**WHAT TO PRODUCE**
Repeat every line of the listing below word for word, leaving out the pictures.

**RECORD LIST**
+ + +
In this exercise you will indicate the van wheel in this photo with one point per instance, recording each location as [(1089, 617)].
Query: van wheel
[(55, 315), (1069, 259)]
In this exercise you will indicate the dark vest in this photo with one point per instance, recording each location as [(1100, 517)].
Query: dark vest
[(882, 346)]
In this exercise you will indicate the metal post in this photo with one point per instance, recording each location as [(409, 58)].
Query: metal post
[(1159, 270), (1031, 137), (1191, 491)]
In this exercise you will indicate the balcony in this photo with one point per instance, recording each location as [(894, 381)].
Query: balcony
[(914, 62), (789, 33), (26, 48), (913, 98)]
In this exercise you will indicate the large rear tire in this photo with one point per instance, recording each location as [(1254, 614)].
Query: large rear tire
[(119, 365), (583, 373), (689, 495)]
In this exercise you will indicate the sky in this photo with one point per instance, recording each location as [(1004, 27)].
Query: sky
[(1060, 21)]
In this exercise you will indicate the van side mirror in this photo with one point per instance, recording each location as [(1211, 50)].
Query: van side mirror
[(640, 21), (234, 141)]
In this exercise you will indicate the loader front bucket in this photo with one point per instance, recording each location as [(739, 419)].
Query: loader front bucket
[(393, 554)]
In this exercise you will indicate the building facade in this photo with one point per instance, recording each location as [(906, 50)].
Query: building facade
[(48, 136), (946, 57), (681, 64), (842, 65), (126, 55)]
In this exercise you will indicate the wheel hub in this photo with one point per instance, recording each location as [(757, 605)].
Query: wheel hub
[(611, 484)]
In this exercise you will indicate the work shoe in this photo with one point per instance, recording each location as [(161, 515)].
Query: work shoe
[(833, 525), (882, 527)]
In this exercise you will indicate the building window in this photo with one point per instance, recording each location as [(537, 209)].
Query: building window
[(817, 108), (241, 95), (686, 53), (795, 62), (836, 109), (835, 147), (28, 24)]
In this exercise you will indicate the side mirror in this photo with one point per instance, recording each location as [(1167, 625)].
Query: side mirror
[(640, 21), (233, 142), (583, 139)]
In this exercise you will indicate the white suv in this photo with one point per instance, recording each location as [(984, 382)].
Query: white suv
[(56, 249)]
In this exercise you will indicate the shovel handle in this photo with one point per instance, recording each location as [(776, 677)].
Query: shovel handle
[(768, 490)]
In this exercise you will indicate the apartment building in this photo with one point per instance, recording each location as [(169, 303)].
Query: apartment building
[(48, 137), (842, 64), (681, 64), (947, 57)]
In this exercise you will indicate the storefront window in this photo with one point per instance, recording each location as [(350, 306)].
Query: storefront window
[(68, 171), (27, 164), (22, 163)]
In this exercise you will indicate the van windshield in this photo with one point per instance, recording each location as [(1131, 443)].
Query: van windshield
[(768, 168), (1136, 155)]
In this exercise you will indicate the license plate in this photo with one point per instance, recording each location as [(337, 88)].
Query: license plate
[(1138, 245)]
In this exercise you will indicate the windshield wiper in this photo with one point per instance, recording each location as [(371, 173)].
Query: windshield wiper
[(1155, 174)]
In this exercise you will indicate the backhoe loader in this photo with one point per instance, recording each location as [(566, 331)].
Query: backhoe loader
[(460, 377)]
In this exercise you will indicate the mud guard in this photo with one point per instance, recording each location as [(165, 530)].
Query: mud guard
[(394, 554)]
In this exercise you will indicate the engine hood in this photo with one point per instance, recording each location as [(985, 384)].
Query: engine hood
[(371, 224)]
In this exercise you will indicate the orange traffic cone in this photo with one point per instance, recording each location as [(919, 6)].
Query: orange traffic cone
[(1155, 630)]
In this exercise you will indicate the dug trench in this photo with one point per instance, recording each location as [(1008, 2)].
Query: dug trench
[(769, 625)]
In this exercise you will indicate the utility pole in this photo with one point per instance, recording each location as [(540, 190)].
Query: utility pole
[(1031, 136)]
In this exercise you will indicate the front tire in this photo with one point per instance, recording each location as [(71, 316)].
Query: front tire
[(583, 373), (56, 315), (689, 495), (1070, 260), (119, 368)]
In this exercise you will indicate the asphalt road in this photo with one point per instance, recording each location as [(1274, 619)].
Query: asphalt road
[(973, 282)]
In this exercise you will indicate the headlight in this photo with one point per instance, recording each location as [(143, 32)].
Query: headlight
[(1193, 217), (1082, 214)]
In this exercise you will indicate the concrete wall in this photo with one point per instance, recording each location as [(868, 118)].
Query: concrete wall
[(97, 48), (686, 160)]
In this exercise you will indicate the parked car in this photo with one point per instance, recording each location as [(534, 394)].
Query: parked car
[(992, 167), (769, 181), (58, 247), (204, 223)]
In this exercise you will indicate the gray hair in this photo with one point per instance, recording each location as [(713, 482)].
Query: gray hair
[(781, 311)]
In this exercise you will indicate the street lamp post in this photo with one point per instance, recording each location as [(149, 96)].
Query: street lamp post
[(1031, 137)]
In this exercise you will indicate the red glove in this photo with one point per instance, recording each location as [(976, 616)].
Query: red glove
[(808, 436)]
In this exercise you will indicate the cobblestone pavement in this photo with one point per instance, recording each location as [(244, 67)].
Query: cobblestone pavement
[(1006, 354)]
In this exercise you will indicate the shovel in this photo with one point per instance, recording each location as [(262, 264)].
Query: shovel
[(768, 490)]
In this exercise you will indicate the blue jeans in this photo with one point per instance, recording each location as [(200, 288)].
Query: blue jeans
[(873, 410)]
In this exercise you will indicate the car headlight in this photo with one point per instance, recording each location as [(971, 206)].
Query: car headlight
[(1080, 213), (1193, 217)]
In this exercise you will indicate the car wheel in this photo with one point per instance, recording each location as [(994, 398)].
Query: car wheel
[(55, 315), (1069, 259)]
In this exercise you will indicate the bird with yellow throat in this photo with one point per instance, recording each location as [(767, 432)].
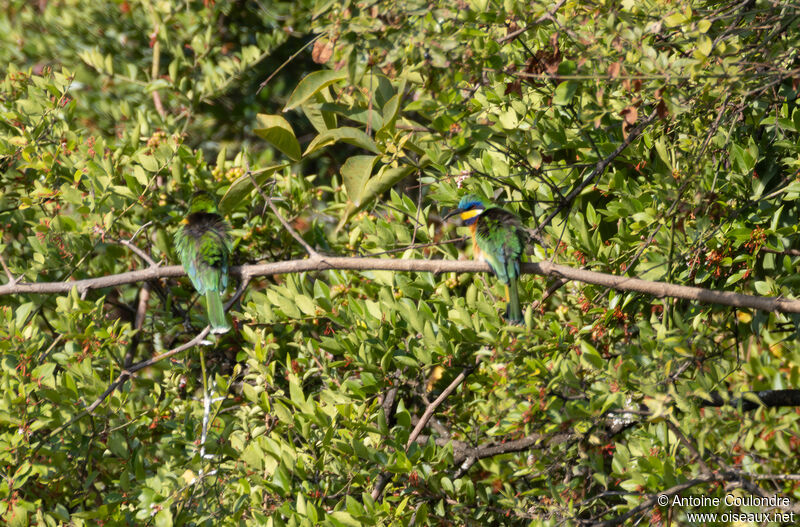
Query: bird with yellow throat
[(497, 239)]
+ + +
**RESPONSE FOR THIS EXERCISE**
In this exercise you will indicate the van wheel in this photo with one point per instance, recording each location as [(1089, 617)].
Query: van wheel
[(55, 315), (1069, 259)]
In this exercise you will indicate the dark vest in this photo with one point per instance, recording each location as [(1100, 517)].
Query: dark vest
[(882, 346)]
In this exercise you will indicate the metal post in this photo with one point per instance, recording each location as [(409, 58)].
Query: metal post
[(1159, 270), (1031, 137), (1191, 491)]
In this exercise you will indicate the balcony in this photo with one point per instance, recording each location as [(894, 381)].
Query: balcony
[(914, 62), (789, 33), (26, 48), (913, 98)]
In this exercise you will indicate the large rear tire in this photo with one point per instance, recording each location as [(1254, 614)].
Query: large rear tire
[(119, 365), (583, 373), (689, 495)]
In this exercise you will indicate the sky in this photo with one point per instance, recording each location as [(1004, 27)].
Query: sky
[(1060, 21)]
In this exercise you will indicate the van side mirror in this photo with one point per instance, recording each location as [(1211, 50)].
Query: van side mirror
[(640, 21), (234, 141)]
In this exercise you will indicate the loader front bucket in this photo with one point per instance, recording each location as [(739, 419)].
Query: loader front bucket
[(393, 554)]
In this exercise you will indicate the building facade in this photo with one point per instance, recording each location as [(906, 50)].
Query: building facade
[(48, 136), (946, 57), (681, 64), (842, 65), (126, 55)]
In this exercise you will indicate the wheel hub in this photo with one point per instance, recording each location as [(757, 605)].
Query: wheel hub
[(611, 484)]
In this exercise you will indicate the work shoe in this photo with one point per instance, recording each location as [(161, 515)].
Query: work shoe
[(833, 525), (882, 527)]
In this exercise you will indicate the building window in this photo with one point per instance, recording each location as [(537, 209)].
Query: building window
[(817, 108), (241, 95), (686, 53), (795, 62), (836, 109), (835, 147), (28, 24)]
In this exercise you will indicate the side mirror in this photo with one point per instance, recording each location as [(1167, 625)].
Query: side mirror
[(640, 21), (233, 142), (583, 139)]
In this exercise you will indicate the white suv in this photo with one point per instance, recording each location as [(984, 382)].
Query: white suv
[(56, 249)]
In this exercise you will indicate the shovel handle in this photo with one point per instance, recording each location as [(776, 677)].
Query: shovel handle
[(768, 490)]
In this exercise you will indicate the apartment building in this photo with one point per instance, recording each location as [(169, 303)].
Query: apartment building
[(48, 137), (842, 64), (681, 64), (947, 57)]
In this exercise you will indicate the storefront window in this photo with one point per instance, recording each location as [(350, 306)].
Query: storefront window
[(68, 171), (27, 164), (22, 163)]
In this exercise you will indicate the van windshield in this photo with one point per instance, recording each location as [(1131, 443)].
Query: van windshield
[(768, 168), (1136, 155)]
In this exercise you will indicate the license plate in this photo with one point per instance, recording each location as [(337, 88)].
Query: license plate
[(1138, 245)]
In this exercise you will indicate the windshield wiper in this photo with one point per instance, recording each location as [(371, 173)].
Query: windshield wiper
[(1155, 174)]
In this exercise you will indicate the backhoe loader in this photo with one point per instance, recording each location as [(566, 331)].
Query: backhoe loader
[(460, 377)]
In this exercise you will indicate the mud guard in this photo with one point per instance, recording each location as [(165, 530)].
Query: mud guard
[(394, 554)]
In this exercise you will indicate the engine hood in this photo with one point per instance, recording each location as [(985, 384)].
Query: engine hood
[(371, 224)]
In this exercise you will indicate the orange traffic cone in this photo with one point per instance, recording each location as [(919, 6)].
Query: orange traffic cone
[(1155, 630)]
In this exercise you will indicate the dug trench in this photo with one point per instance, recording each location as [(1008, 2)].
Query: dug trench
[(769, 625)]
In this exercise you will indicate the utility pole in this photo with one point per instance, recording each location as [(540, 190)].
Query: utility pole
[(1031, 136)]
In this exercise you will indicate the front tire in this photo with one point per instance, recording each location as [(71, 316)].
Query: front tire
[(583, 373), (56, 315), (689, 495), (1070, 260), (119, 368)]
In this exercise you will indicate the asphalt road in this photo with one point per instance, recording each location as [(1274, 619)].
Query: asphalt road
[(973, 282)]
In this exercise you will indicate the headlight in this photo with one point per instance, recording each location as [(143, 32)].
Query: headlight
[(1193, 217), (1082, 214)]
In this exercise you will indicate the concrete wall in this photo with one point per instance, recording each location as [(868, 118)].
Query: concrete wall
[(97, 48), (686, 160)]
In this exercise you will indicate the parked car in this photo with one point per instance, recording each location as [(534, 394)].
Query: parked car
[(992, 167), (769, 181), (58, 247), (204, 223)]
In this exercise you will indicate the gray hair in this photo with one point per instance, recording each location as [(713, 482)].
Query: gray hair
[(781, 311)]
In this exercise you will indicate the street lamp post in this photo with one point per instance, recording each location as [(149, 96)].
Query: street lamp post
[(1031, 137)]
In this exercise you will indicate the red glove in this photo with one point per instance, recording each location as [(976, 616)].
Query: red glove
[(808, 436)]
In this exercise you will indicate the cobblestone pavement in this photo with one point per instance, recording each location as [(244, 67)].
Query: cobblestone pavement
[(1006, 354)]
In this exercise you will indicate the shovel in this photo with one point per instance, recording each location as [(262, 264)].
Query: shovel
[(768, 490)]
In this exercise you will indicate the blue jeans in this photo with one point per instance, recording each location as [(200, 288)].
Query: blue jeans
[(873, 410)]
In this exercise you will indicate the car headlight in this photo with one point per instance, recording each location as [(971, 206)].
Query: car headlight
[(1080, 213), (1193, 217)]
In this exercise you will indicate the car wheel in this photo with one point per instance, recording each location as [(994, 398)].
Query: car wheel
[(55, 315), (1069, 259)]
In this exercise you will indicate the bird with yellow throat in this photo with one point per instance, recording each location as [(767, 432)].
Query: bird with yellow throat
[(497, 239)]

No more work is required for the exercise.